_Written task a_: Give every line of the rows in Block 1 below as a Markdown table with the columns No and Line, numbering the lines in order and leaving out blank lines.

_Text to read_:

···

EMPOWERS, a partnership between representatives from the NASA WV Space Grant Consortium, WVU Tech, Marshall University, West Virginia State University, West Virginia University, the WVU Extension Service’s 4-H program, TechConnect West Virginia and the Clay Center for the Arts and Sciences of West Virginia, represents the best way of doing business, according to Dr. Melanie Page, Associate Vice President for Creative & Scholarly Activity at WVU.

Page added the program works collaboratively and cooperatively across institutions and entities. 

“We are very excited to be part of this new initiative to bring many of the parties working so hard to improve STEM education in our state to the table to work more effectively together,” she said. 

A WVU Tech press release explained EMPOWERS is designed to impact girls at every point along the STEM pathway, from K-12 and college all the way through their careers and beyond.

Dr. Afrin Naz, Associate Professor in the WVU Tech Department of Computer Science and Information Systems, is the chair of EMPOWERS. She said those involved in the program want every person who comes into contact with EMPOWERS to consider where they are in the STEM pipeline, how the program will help them at this particular stage and how they might, in turn, give back to other girls and women who are in these fields alongside them. 

Where the goal is a strengthened female workforce, the primary tool to meet that goal is mentorship, a WVU Tech press release stated.

“EMPOWERS will pool partner resources to oversee, develop or enhance programs that encourage young girls to explore STEM fields. It will pair professionals with younger mentees to guide them through the process and, hopefully, continue the mentorship through high school, college and into the mentee’s career.”

According to WVU Tech officials, EMPOWERS is also currently offering the “Ambassadress” program, which is in its pilot phase in Raleigh County.

The Ambassadress program involves five undergraduate students who are mentoring high school girls in science and math through various after-school activities. Upon completion of the pilot phase, EMPOWERS expects the program to spread into neighboring counties.

···

_Exercise inputs_:
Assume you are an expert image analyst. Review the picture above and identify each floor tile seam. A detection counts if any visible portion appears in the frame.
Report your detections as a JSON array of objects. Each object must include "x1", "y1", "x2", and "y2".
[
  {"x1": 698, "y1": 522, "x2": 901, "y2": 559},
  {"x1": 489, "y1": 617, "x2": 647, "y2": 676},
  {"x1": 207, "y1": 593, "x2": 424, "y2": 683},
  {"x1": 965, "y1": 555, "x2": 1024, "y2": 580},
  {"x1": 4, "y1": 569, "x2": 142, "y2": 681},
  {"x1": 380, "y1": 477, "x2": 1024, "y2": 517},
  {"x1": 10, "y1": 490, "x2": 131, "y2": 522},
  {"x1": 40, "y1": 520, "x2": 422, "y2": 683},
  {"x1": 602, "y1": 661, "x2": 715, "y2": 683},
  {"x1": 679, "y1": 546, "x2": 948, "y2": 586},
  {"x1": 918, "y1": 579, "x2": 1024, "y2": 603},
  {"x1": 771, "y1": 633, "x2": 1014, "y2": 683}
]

···

_Written task b_: From the text about EMPOWERS, extract the passage from "The Ambassadress program" to "into neighboring counties.".

_Reply a_:
| No | Line |
|---|---|
| 1 | Assume you are an expert image analyst. Review the picture above and identify each floor tile seam. A detection counts if any visible portion appears in the frame. |
| 2 | Report your detections as a JSON array of objects. Each object must include "x1", "y1", "x2", and "y2". |
| 3 | [ |
| 4 |   {"x1": 698, "y1": 522, "x2": 901, "y2": 559}, |
| 5 |   {"x1": 489, "y1": 617, "x2": 647, "y2": 676}, |
| 6 |   {"x1": 207, "y1": 593, "x2": 424, "y2": 683}, |
| 7 |   {"x1": 965, "y1": 555, "x2": 1024, "y2": 580}, |
| 8 |   {"x1": 4, "y1": 569, "x2": 142, "y2": 681}, |
| 9 |   {"x1": 380, "y1": 477, "x2": 1024, "y2": 517}, |
| 10 |   {"x1": 10, "y1": 490, "x2": 131, "y2": 522}, |
| 11 |   {"x1": 40, "y1": 520, "x2": 422, "y2": 683}, |
| 12 |   {"x1": 602, "y1": 661, "x2": 715, "y2": 683}, |
| 13 |   {"x1": 679, "y1": 546, "x2": 948, "y2": 586}, |
| 14 |   {"x1": 918, "y1": 579, "x2": 1024, "y2": 603}, |
| 15 |   {"x1": 771, "y1": 633, "x2": 1014, "y2": 683} |
| 16 | ] |

_Reply b_:
The Ambassadress program involves five undergraduate students who are mentoring high school girls in science and math through various after-school activities. Upon completion of the pilot phase, EMPOWERS expects the program to spread into neighboring counties.